SnarfCode/.kiro/specs/iac-reverse-engineering/requirements.md

# Requirements Document

## Introduction

This feature provides tooling to reverse engineer Infrastructure as Code (IaC) definitions from existing live infrastructure. The tool connects to cloud providers and on-premises infrastructure APIs, discovers deployed resources, maps their configurations and relationships, and generates well-structured Terraform (or other IaC format) code that accurately represents the current state. This enables teams to bring unmanaged ("ClickOps") infrastructure under version-controlled IaC management.

## Glossary

- **Scanner**: The component responsible for connecting to infrastructure APIs and discovering deployed resources
- **Resource_Mapper**: The component that maps discovered infrastructure resources to their IaC equivalents
- **Code_Generator**: The component that produces IaC source files from mapped resource definitions
- **State_Builder**: The component that generates IaC state files to align generated code with existing resources
- **Dependency_Resolver**: The component that analyzes relationships between resources and determines dependency ordering
- **Provider**: A cloud or infrastructure platform (e.g., AWS, Azure, GCP, VMware, Proxmox) from which resources are discovered
- **Resource**: A single infrastructure component (e.g., VM, network, load balancer, DNS record) managed by a Provider
- **IaC_Output**: The generated Infrastructure as Code files including resource definitions, variable declarations, and state files
- **Scan_Profile**: A configuration that defines which Provider, credentials, regions, and resource filters to use during scanning

## Requirements

### Requirement 1: Infrastructure Discovery

**User Story:** As an infrastructure engineer, I want to scan my existing infrastructure and discover all deployed resources, so that I have a complete inventory to convert into IaC.

#### Acceptance Criteria

1. WHEN a Scan_Profile is provided, THE Scanner SHALL connect to the specified Provider API within 30 seconds and enumerate all discoverable Resources within the defined scope
2. WHEN discovery completes, THE Scanner SHALL produce a resource inventory containing the resource type, unique identifier, name, region, and configuration attributes for each discovered Resource
3. IF the Scanner cannot authenticate with the Provider API, THEN THE Scanner SHALL return a descriptive error including the Provider name and the reason for authentication failure
4. IF a Resource type is not supported for discovery, THEN THE Scanner SHALL log a warning identifying the unsupported resource type and continue scanning remaining resources
5. WHILE a scan is in progress, THE Scanner SHALL report progress at least once per resource type completion, indicating the number of resources discovered so far and the current resource type being scanned
6. IF the Scanner encounters a transient error while enumerating a specific Resource, THEN THE Scanner SHALL retry up to 3 times, and if the error persists, log a warning identifying the failed Resource and continue scanning remaining Resources
7. IF the Provider API connection is lost during an active scan, THEN THE Scanner SHALL return a partial resource inventory containing all Resources successfully discovered before the failure, along with an error indicating the point of failure

### Requirement 2: Resource Relationship Mapping

**User Story:** As an infrastructure engineer, I want the tool to identify dependencies between my resources, so that the generated IaC correctly represents resource ordering and references.

+-------+

▸ **SHORT PROBLEM 1**
In the entries, from the line containing "instance of folded" through the end of the entries, change "pixel corners" to "pixel coordinates" and write those lines out again with nothing else altered.
▸ **SHORT PROBLEM 2**
Continue the requirements document for reverse engineering infrastructure as code, starting after its last sentence.

(Dataset items)
+-------+

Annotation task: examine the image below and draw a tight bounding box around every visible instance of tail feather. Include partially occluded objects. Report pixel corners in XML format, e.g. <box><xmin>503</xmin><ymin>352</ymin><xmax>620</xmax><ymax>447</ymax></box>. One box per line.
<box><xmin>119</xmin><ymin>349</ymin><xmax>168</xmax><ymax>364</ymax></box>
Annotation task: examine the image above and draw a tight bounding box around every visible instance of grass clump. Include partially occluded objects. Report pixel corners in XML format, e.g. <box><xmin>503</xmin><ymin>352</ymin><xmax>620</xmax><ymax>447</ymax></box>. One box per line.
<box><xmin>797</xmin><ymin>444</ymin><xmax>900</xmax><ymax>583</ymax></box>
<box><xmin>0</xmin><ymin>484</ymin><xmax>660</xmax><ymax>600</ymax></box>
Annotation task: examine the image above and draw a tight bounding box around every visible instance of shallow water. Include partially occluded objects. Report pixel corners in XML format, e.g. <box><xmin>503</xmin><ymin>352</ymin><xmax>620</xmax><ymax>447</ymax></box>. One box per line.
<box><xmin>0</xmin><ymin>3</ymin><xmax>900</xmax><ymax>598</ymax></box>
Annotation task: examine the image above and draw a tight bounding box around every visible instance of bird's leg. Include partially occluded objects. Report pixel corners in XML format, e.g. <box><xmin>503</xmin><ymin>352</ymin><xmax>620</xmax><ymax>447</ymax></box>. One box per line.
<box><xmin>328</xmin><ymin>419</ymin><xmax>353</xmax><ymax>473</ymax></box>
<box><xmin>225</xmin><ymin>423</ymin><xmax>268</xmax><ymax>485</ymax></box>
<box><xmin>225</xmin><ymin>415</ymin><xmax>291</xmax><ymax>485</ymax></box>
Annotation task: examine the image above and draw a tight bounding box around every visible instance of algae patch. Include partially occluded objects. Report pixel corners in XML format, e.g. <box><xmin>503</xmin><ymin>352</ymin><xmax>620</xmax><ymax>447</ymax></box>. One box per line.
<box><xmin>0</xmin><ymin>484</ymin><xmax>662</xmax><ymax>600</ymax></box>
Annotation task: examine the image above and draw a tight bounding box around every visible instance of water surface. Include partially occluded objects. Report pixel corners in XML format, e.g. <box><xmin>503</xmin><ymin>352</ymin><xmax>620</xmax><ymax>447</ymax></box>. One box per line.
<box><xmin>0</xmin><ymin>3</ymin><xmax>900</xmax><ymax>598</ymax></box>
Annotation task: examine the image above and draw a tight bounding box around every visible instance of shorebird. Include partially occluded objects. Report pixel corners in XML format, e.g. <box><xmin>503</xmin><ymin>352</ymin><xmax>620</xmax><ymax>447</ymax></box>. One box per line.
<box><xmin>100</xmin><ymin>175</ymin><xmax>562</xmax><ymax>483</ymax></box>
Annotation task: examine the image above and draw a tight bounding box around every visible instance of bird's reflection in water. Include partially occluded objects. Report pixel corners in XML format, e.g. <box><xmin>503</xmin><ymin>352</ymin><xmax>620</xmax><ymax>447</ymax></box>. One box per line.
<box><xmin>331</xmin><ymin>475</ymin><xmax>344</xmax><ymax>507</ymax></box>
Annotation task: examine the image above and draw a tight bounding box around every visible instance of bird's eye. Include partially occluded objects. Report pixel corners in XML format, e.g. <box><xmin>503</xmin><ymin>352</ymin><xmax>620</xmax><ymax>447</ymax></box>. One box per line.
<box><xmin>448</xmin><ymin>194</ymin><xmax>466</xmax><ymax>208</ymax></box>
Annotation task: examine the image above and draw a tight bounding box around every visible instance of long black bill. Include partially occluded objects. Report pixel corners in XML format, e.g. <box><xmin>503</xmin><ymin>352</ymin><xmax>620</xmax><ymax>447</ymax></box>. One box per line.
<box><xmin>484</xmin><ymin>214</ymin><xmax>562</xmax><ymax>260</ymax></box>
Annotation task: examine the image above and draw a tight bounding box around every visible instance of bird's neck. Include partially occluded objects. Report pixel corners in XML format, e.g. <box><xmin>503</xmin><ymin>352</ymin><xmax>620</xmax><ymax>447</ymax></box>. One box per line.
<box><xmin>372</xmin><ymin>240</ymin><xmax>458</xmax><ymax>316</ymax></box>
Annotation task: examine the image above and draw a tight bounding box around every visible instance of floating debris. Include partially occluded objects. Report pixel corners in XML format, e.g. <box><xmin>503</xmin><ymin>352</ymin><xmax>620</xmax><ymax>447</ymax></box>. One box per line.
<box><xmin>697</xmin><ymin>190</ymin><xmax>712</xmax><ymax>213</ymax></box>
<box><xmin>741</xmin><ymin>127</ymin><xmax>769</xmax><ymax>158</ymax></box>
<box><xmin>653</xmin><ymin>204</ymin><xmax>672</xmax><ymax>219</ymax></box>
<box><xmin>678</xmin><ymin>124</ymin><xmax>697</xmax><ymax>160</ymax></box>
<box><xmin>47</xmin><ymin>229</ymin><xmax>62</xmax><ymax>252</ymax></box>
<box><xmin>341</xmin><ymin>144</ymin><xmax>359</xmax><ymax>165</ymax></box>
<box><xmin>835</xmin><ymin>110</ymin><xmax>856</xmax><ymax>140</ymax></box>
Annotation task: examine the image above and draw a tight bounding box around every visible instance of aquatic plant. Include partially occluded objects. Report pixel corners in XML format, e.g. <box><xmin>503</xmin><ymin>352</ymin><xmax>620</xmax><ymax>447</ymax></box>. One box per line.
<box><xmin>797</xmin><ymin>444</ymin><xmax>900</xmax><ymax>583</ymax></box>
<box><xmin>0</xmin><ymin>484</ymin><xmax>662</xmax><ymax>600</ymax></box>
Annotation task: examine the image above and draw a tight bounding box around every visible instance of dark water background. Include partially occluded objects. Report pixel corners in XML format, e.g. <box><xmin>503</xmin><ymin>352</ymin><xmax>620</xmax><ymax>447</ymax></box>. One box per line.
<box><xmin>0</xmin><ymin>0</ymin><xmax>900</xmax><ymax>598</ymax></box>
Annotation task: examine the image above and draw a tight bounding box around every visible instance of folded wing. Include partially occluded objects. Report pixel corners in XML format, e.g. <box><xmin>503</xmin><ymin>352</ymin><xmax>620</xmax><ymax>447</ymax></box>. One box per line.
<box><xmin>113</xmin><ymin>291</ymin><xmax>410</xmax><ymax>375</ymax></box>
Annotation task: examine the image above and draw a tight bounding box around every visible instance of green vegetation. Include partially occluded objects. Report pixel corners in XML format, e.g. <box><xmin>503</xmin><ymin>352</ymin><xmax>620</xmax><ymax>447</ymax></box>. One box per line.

+-------+

▸ **FINAL ANSWER 1**
Annotation task: examine the image above and draw a tight bounding box around every visible instance of folded wing. Include partially occluded objects. Report pixel coordinates in XML format, e.g. <box><xmin>503</xmin><ymin>352</ymin><xmax>620</xmax><ymax>447</ymax></box>. One box per line.
<box><xmin>113</xmin><ymin>291</ymin><xmax>410</xmax><ymax>375</ymax></box>
Annotation task: examine the image above and draw a tight bounding box around every visible instance of green vegetation. Include partially occluded objects. Report pixel coordinates in XML format, e.g. <box><xmin>503</xmin><ymin>352</ymin><xmax>620</xmax><ymax>447</ymax></box>. One box per line.

▸ **FINAL ANSWER 2**
#### Acceptance Criteria

1. WHEN a resource inventory is available, THE Dependency_Resolver SHALL analyze all discovered Resources and identify parent-child relationships (a Resource that owns or contains another), reference relationships (a Resource attribute that points to another Resource's identifier), and dependency relationships (a Resource that must exist before another can be created)
2. THE Dependency_Resolver SHALL represent relationships as explicit references (e.g., Terraform resource references) rather than hardcoded identifiers in the generated IaC_Output
3. IF a circular dependency is detected, THEN THE Dependency_Resolver SHALL report the cycle to the user listing all Resources involved in the cycle and suggest a resolution strategy by identifying which relationship could be removed or replaced with a data source lookup to break the cycle
4. WHEN relationships are resolved, THE Dependency_Resolver SHALL produce a dependency graph in topological order such that no Resource appears before any Resource it depends on
5. IF a Resource references an identifier that does not correspond to any Resource in the current inventory, THEN THE Dependency_Resolver SHALL log a warning identifying the unresolved reference and represent it as a data source lookup or variable in the generated IaC_Output rather than a hardcoded identifier

### Requirement 3: IaC Code Generation

**User Story:** As an infrastructure engineer, I want to generate clean, well-structured Terraform code from my discovered infrastructure, so that I can manage it as code going forward.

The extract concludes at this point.